Tuesday, 23 November 2010


This is an addendum -which I almost called The Smell Of Death-  to the previous post.

When I called in at Animal Krackers shop to tell Susan and Andrea about what happened to the cat at Vet's Now (the PDSA's emergency vet service at Heworth), they had the little jack russell I'd picked up last week. As is my wont on seeing a dog, I bent to pet it and it backed away. It kept on doing this every time I approached it. I didn't terrify the dog; it showed no aggression towards me, it just didn't want anything to do with me.

Susan said, "It smells death on you."

I dismissed this immediately. Death doesn't have a smell and animals have no sense of their own mortality. Death is not something positive that exists in its own right, rather it's an absence. Of course the dog couldn't smell death on me, it was just a daft dog.

Then, yesterday morning while swimming, I began to wonder. Dogs do have an acute sense of smell and what it certainly, well probably, could smell were tiny flecks of the cat's blood on my hands, the remains of the smell of the sick cat's breath on them, a few molecules of various chemicals that would be in the surgery air, possibly even the those of the liquid which stilled the cat's heart. It could smell odours on me that were clearly, to the dog, wrong and that would be enough to make it wary of me.

I still don't think Susan was right, but she wasn't wrong either.

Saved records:
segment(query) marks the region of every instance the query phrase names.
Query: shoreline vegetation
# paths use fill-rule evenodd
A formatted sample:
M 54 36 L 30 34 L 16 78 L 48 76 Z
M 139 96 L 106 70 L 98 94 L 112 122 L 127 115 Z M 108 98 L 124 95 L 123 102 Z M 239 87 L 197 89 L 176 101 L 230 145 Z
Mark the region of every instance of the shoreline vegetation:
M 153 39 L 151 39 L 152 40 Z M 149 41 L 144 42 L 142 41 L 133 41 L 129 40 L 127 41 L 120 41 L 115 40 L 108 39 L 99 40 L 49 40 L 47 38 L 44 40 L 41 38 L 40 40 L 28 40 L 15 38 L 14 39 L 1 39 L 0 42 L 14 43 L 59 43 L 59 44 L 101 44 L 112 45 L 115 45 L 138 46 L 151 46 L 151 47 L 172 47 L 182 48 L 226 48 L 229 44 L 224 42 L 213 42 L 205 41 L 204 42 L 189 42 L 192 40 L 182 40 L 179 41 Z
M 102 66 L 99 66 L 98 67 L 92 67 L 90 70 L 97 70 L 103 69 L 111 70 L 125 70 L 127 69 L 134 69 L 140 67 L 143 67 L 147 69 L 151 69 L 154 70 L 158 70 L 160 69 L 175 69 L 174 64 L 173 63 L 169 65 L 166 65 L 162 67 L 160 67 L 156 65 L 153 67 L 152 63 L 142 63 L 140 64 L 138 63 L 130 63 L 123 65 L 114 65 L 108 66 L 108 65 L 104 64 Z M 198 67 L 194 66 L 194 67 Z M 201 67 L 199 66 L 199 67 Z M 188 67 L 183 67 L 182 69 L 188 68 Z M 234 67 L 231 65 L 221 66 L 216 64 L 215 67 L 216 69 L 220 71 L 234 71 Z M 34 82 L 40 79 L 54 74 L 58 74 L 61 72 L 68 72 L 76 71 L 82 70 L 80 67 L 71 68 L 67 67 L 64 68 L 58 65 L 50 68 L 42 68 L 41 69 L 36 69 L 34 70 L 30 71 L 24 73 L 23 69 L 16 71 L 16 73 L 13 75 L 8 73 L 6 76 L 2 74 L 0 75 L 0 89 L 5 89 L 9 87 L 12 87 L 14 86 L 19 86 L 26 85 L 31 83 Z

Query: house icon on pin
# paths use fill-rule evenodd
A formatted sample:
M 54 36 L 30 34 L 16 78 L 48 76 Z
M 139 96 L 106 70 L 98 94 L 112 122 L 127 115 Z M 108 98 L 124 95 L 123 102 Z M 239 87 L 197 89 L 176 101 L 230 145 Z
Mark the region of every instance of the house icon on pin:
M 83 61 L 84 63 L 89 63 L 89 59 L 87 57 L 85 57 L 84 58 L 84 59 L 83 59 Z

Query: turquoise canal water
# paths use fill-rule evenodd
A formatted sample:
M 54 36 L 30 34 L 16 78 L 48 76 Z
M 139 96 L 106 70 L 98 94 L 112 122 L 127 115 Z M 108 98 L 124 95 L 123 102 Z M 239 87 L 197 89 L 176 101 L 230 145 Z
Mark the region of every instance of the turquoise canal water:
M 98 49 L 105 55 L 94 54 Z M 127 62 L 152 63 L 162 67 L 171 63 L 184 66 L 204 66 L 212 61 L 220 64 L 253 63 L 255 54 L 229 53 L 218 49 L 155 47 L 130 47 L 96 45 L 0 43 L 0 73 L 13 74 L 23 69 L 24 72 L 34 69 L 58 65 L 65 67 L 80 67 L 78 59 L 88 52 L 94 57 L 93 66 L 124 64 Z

- Work instruction 1: Write out the blog post from "I dismissed this" to "wasn't wrong either.".
- Work instruction 2: Do these statements agree with the blog post? (a) The jack russell showed aggression toward the writer. (b) The writer began to reconsider Susan's remark while swimming. (c) The writer concludes that Susan was right. Answer yes or no for each, quoting the words that decide it.
Nothing in the data above is needed.

- Exercise answer 1:
I dismissed this immediately. Death doesn't have a smell and animals have no sense of their own mortality. Death is not something positive that exists in its own right, rather it's an absence. Of course the dog couldn't smell death on me, it was just a daft dog.

Then, yesterday morning while swimming, I began to wonder. Dogs do have an acute sense of smell and what it certainly, well probably, could smell were tiny flecks of the cat's blood on my hands, the remains of the smell of the sick cat's breath on them, a few molecules of various chemicals that would be in the surgery air, possibly even the those of the liquid which stilled the cat's heart. It could smell odours on me that were clearly, to the dog, wrong and that would be enough to make it wary of me.

I still don't think Susan was right, but she wasn't wrong either.

- Exercise answer 2:
(a) No: "it showed no aggression towards me"
(b) Yes: "Then, yesterday morning while swimming, I began to wonder."
(c) No: "I still don't think Susan was right, but she wasn't wrong either."